[ENTRIES SUPPLIED start]
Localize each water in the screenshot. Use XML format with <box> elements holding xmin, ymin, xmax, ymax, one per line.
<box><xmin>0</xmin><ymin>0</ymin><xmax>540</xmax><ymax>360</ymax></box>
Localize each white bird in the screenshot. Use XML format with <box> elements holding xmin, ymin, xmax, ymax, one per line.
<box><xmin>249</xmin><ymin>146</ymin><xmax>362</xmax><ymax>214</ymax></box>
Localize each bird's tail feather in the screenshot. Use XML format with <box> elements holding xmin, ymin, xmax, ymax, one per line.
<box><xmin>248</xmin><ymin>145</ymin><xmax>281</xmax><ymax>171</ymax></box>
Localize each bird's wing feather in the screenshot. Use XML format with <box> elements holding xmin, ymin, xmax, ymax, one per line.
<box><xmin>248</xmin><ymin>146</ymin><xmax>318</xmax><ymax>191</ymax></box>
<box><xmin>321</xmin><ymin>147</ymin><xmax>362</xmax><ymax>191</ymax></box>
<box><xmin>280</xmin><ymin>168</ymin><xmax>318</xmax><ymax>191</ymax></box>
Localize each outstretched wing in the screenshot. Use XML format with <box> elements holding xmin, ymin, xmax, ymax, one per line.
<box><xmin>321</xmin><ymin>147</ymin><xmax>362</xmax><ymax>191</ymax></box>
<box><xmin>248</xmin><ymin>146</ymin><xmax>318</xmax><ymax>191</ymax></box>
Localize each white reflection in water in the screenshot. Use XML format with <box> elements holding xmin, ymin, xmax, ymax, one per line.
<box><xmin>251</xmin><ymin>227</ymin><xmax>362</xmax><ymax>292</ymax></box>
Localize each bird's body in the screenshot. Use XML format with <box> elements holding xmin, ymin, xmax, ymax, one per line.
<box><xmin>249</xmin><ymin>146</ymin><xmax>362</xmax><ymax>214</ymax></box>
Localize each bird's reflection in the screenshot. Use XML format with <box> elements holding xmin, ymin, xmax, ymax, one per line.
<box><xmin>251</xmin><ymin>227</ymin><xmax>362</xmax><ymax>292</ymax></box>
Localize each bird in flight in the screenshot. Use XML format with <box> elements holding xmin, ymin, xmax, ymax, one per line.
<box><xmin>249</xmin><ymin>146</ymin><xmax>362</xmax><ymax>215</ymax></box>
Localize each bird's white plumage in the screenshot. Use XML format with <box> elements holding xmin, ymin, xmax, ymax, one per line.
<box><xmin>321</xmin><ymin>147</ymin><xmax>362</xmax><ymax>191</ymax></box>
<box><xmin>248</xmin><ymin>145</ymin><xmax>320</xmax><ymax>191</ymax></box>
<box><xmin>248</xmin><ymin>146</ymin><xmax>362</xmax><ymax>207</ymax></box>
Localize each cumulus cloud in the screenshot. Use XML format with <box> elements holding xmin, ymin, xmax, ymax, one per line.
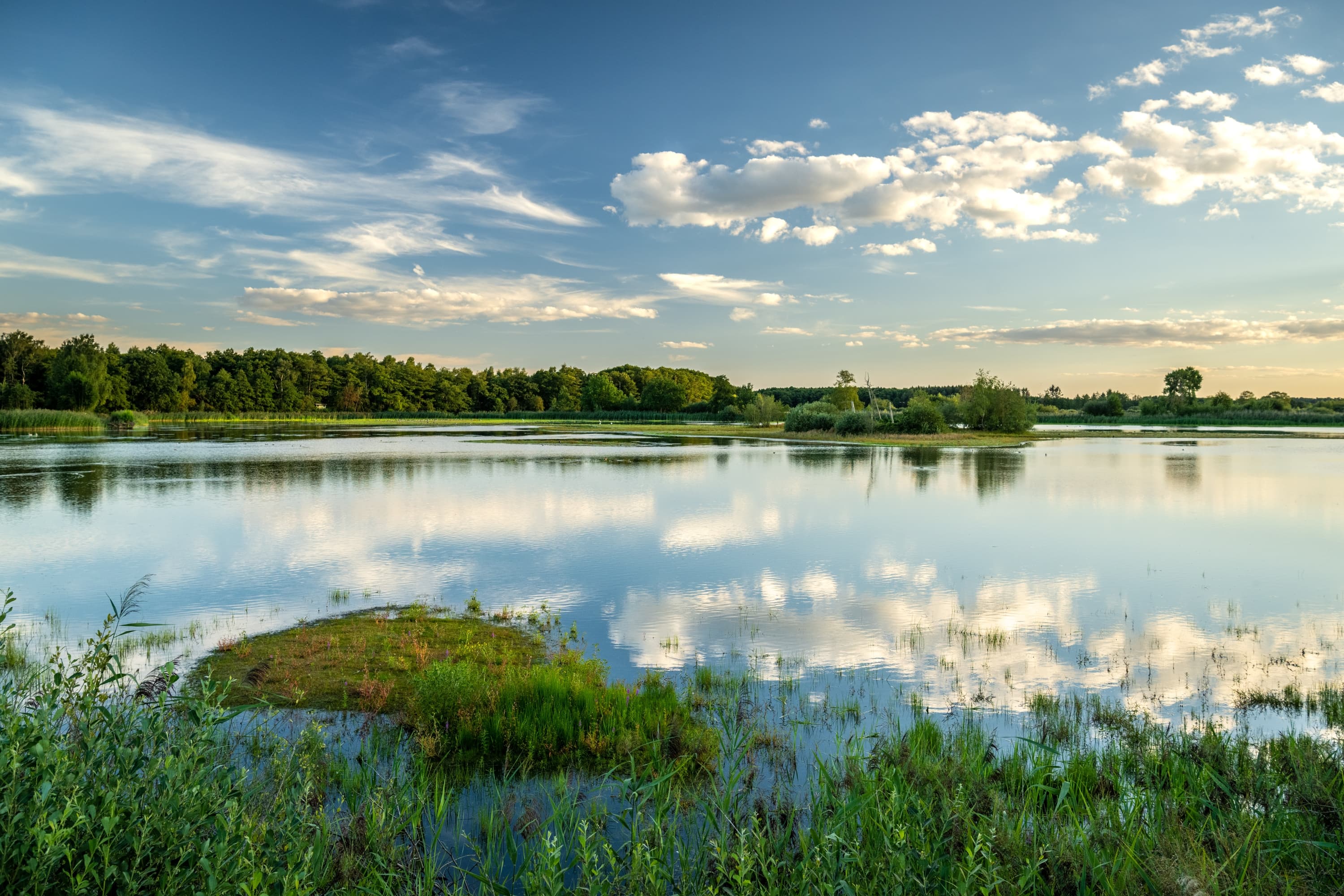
<box><xmin>659</xmin><ymin>274</ymin><xmax>784</xmax><ymax>305</ymax></box>
<box><xmin>1284</xmin><ymin>54</ymin><xmax>1335</xmax><ymax>78</ymax></box>
<box><xmin>930</xmin><ymin>317</ymin><xmax>1344</xmax><ymax>348</ymax></box>
<box><xmin>747</xmin><ymin>140</ymin><xmax>809</xmax><ymax>156</ymax></box>
<box><xmin>0</xmin><ymin>102</ymin><xmax>589</xmax><ymax>226</ymax></box>
<box><xmin>612</xmin><ymin>112</ymin><xmax>1107</xmax><ymax>245</ymax></box>
<box><xmin>1177</xmin><ymin>90</ymin><xmax>1236</xmax><ymax>112</ymax></box>
<box><xmin>1242</xmin><ymin>62</ymin><xmax>1301</xmax><ymax>87</ymax></box>
<box><xmin>902</xmin><ymin>112</ymin><xmax>1059</xmax><ymax>146</ymax></box>
<box><xmin>1086</xmin><ymin>112</ymin><xmax>1344</xmax><ymax>210</ymax></box>
<box><xmin>1302</xmin><ymin>81</ymin><xmax>1344</xmax><ymax>102</ymax></box>
<box><xmin>761</xmin><ymin>218</ymin><xmax>789</xmax><ymax>243</ymax></box>
<box><xmin>1087</xmin><ymin>7</ymin><xmax>1288</xmax><ymax>99</ymax></box>
<box><xmin>429</xmin><ymin>81</ymin><xmax>546</xmax><ymax>134</ymax></box>
<box><xmin>792</xmin><ymin>224</ymin><xmax>840</xmax><ymax>246</ymax></box>
<box><xmin>239</xmin><ymin>274</ymin><xmax>657</xmax><ymax>327</ymax></box>
<box><xmin>863</xmin><ymin>237</ymin><xmax>938</xmax><ymax>255</ymax></box>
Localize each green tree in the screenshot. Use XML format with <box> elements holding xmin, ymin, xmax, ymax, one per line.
<box><xmin>1163</xmin><ymin>367</ymin><xmax>1204</xmax><ymax>402</ymax></box>
<box><xmin>961</xmin><ymin>371</ymin><xmax>1036</xmax><ymax>433</ymax></box>
<box><xmin>579</xmin><ymin>374</ymin><xmax>625</xmax><ymax>411</ymax></box>
<box><xmin>640</xmin><ymin>376</ymin><xmax>685</xmax><ymax>413</ymax></box>
<box><xmin>710</xmin><ymin>376</ymin><xmax>738</xmax><ymax>413</ymax></box>
<box><xmin>47</xmin><ymin>333</ymin><xmax>109</xmax><ymax>411</ymax></box>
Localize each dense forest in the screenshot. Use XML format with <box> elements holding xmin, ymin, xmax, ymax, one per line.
<box><xmin>0</xmin><ymin>331</ymin><xmax>753</xmax><ymax>414</ymax></box>
<box><xmin>0</xmin><ymin>331</ymin><xmax>1344</xmax><ymax>422</ymax></box>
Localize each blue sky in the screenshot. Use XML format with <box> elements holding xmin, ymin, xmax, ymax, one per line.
<box><xmin>0</xmin><ymin>1</ymin><xmax>1344</xmax><ymax>395</ymax></box>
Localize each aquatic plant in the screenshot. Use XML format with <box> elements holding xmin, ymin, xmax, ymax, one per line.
<box><xmin>0</xmin><ymin>410</ymin><xmax>103</xmax><ymax>433</ymax></box>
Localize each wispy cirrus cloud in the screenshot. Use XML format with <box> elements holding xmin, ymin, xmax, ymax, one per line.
<box><xmin>427</xmin><ymin>81</ymin><xmax>546</xmax><ymax>134</ymax></box>
<box><xmin>238</xmin><ymin>274</ymin><xmax>657</xmax><ymax>328</ymax></box>
<box><xmin>0</xmin><ymin>99</ymin><xmax>590</xmax><ymax>227</ymax></box>
<box><xmin>930</xmin><ymin>317</ymin><xmax>1344</xmax><ymax>348</ymax></box>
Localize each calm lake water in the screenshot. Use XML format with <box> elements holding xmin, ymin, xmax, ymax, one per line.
<box><xmin>0</xmin><ymin>427</ymin><xmax>1344</xmax><ymax>728</ymax></box>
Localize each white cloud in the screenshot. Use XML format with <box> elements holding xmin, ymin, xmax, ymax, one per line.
<box><xmin>234</xmin><ymin>309</ymin><xmax>317</xmax><ymax>327</ymax></box>
<box><xmin>239</xmin><ymin>274</ymin><xmax>657</xmax><ymax>327</ymax></box>
<box><xmin>0</xmin><ymin>243</ymin><xmax>180</xmax><ymax>284</ymax></box>
<box><xmin>747</xmin><ymin>140</ymin><xmax>809</xmax><ymax>156</ymax></box>
<box><xmin>902</xmin><ymin>112</ymin><xmax>1059</xmax><ymax>146</ymax></box>
<box><xmin>0</xmin><ymin>102</ymin><xmax>589</xmax><ymax>226</ymax></box>
<box><xmin>1302</xmin><ymin>81</ymin><xmax>1344</xmax><ymax>102</ymax></box>
<box><xmin>863</xmin><ymin>237</ymin><xmax>938</xmax><ymax>255</ymax></box>
<box><xmin>1087</xmin><ymin>7</ymin><xmax>1288</xmax><ymax>96</ymax></box>
<box><xmin>429</xmin><ymin>81</ymin><xmax>546</xmax><ymax>134</ymax></box>
<box><xmin>1086</xmin><ymin>112</ymin><xmax>1344</xmax><ymax>210</ymax></box>
<box><xmin>761</xmin><ymin>218</ymin><xmax>789</xmax><ymax>243</ymax></box>
<box><xmin>659</xmin><ymin>274</ymin><xmax>784</xmax><ymax>305</ymax></box>
<box><xmin>1114</xmin><ymin>59</ymin><xmax>1167</xmax><ymax>87</ymax></box>
<box><xmin>930</xmin><ymin>317</ymin><xmax>1344</xmax><ymax>348</ymax></box>
<box><xmin>612</xmin><ymin>152</ymin><xmax>891</xmax><ymax>228</ymax></box>
<box><xmin>1284</xmin><ymin>54</ymin><xmax>1335</xmax><ymax>77</ymax></box>
<box><xmin>1177</xmin><ymin>90</ymin><xmax>1236</xmax><ymax>112</ymax></box>
<box><xmin>384</xmin><ymin>36</ymin><xmax>444</xmax><ymax>59</ymax></box>
<box><xmin>1242</xmin><ymin>60</ymin><xmax>1301</xmax><ymax>87</ymax></box>
<box><xmin>612</xmin><ymin>112</ymin><xmax>1126</xmax><ymax>245</ymax></box>
<box><xmin>792</xmin><ymin>224</ymin><xmax>840</xmax><ymax>246</ymax></box>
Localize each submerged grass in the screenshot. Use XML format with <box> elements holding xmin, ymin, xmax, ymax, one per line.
<box><xmin>191</xmin><ymin>598</ymin><xmax>715</xmax><ymax>772</ymax></box>
<box><xmin>191</xmin><ymin>604</ymin><xmax>546</xmax><ymax>712</ymax></box>
<box><xmin>8</xmin><ymin>592</ymin><xmax>1344</xmax><ymax>896</ymax></box>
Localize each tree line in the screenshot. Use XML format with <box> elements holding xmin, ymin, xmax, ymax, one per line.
<box><xmin>0</xmin><ymin>331</ymin><xmax>754</xmax><ymax>414</ymax></box>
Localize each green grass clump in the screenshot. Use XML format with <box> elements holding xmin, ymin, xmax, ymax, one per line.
<box><xmin>108</xmin><ymin>411</ymin><xmax>149</xmax><ymax>430</ymax></box>
<box><xmin>0</xmin><ymin>410</ymin><xmax>103</xmax><ymax>433</ymax></box>
<box><xmin>415</xmin><ymin>649</ymin><xmax>716</xmax><ymax>771</ymax></box>
<box><xmin>191</xmin><ymin>604</ymin><xmax>544</xmax><ymax>712</ymax></box>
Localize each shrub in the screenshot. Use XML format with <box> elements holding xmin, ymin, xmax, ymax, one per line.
<box><xmin>896</xmin><ymin>396</ymin><xmax>949</xmax><ymax>435</ymax></box>
<box><xmin>718</xmin><ymin>405</ymin><xmax>742</xmax><ymax>423</ymax></box>
<box><xmin>0</xmin><ymin>586</ymin><xmax>321</xmax><ymax>895</ymax></box>
<box><xmin>961</xmin><ymin>371</ymin><xmax>1036</xmax><ymax>433</ymax></box>
<box><xmin>836</xmin><ymin>411</ymin><xmax>874</xmax><ymax>435</ymax></box>
<box><xmin>784</xmin><ymin>402</ymin><xmax>840</xmax><ymax>433</ymax></box>
<box><xmin>108</xmin><ymin>411</ymin><xmax>149</xmax><ymax>430</ymax></box>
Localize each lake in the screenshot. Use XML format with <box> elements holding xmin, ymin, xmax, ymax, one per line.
<box><xmin>0</xmin><ymin>426</ymin><xmax>1344</xmax><ymax>729</ymax></box>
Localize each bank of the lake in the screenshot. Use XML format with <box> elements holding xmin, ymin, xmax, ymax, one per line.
<box><xmin>0</xmin><ymin>590</ymin><xmax>1344</xmax><ymax>896</ymax></box>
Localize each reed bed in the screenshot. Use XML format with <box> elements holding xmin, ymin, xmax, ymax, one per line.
<box><xmin>0</xmin><ymin>410</ymin><xmax>105</xmax><ymax>433</ymax></box>
<box><xmin>8</xmin><ymin>588</ymin><xmax>1344</xmax><ymax>896</ymax></box>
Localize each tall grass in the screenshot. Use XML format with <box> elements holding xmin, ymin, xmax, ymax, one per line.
<box><xmin>0</xmin><ymin>588</ymin><xmax>1344</xmax><ymax>896</ymax></box>
<box><xmin>1036</xmin><ymin>411</ymin><xmax>1344</xmax><ymax>426</ymax></box>
<box><xmin>0</xmin><ymin>410</ymin><xmax>103</xmax><ymax>433</ymax></box>
<box><xmin>148</xmin><ymin>411</ymin><xmax>718</xmax><ymax>425</ymax></box>
<box><xmin>414</xmin><ymin>650</ymin><xmax>716</xmax><ymax>772</ymax></box>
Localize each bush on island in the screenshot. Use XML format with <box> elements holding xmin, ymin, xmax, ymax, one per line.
<box><xmin>784</xmin><ymin>402</ymin><xmax>840</xmax><ymax>433</ymax></box>
<box><xmin>836</xmin><ymin>411</ymin><xmax>872</xmax><ymax>435</ymax></box>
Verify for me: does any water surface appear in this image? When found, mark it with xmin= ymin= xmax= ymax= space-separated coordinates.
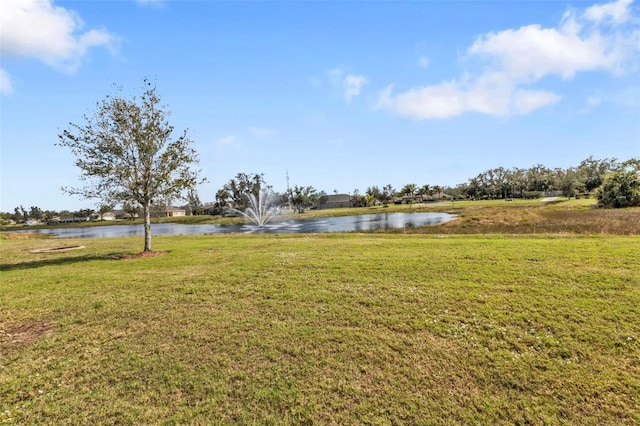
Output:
xmin=16 ymin=213 xmax=454 ymax=238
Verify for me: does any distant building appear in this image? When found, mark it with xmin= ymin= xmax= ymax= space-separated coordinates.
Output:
xmin=318 ymin=194 xmax=352 ymax=210
xmin=151 ymin=206 xmax=191 ymax=217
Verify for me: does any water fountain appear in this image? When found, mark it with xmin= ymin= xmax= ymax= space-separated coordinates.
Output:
xmin=230 ymin=189 xmax=277 ymax=228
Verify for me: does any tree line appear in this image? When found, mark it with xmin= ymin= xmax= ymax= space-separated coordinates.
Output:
[ENTRIES SUPPLIED end]
◆ THE EXERCISE
Rewrite the stretch from the line containing "Verify for me: does any water fountain" through the end of the entries, swapping "tree line" for "shoreline" and leaving everything else unchanged.

◆ FINAL RESULT
Verify for me: does any water fountain appear in this image? When found, mark it with xmin= ymin= xmax= ymax= space-separated coordinates.
Output:
xmin=230 ymin=189 xmax=277 ymax=228
Verify for me: does any shoreline appear in this image? When found, mark it with xmin= ymin= xmax= ymax= space-separated coordinates.
Output:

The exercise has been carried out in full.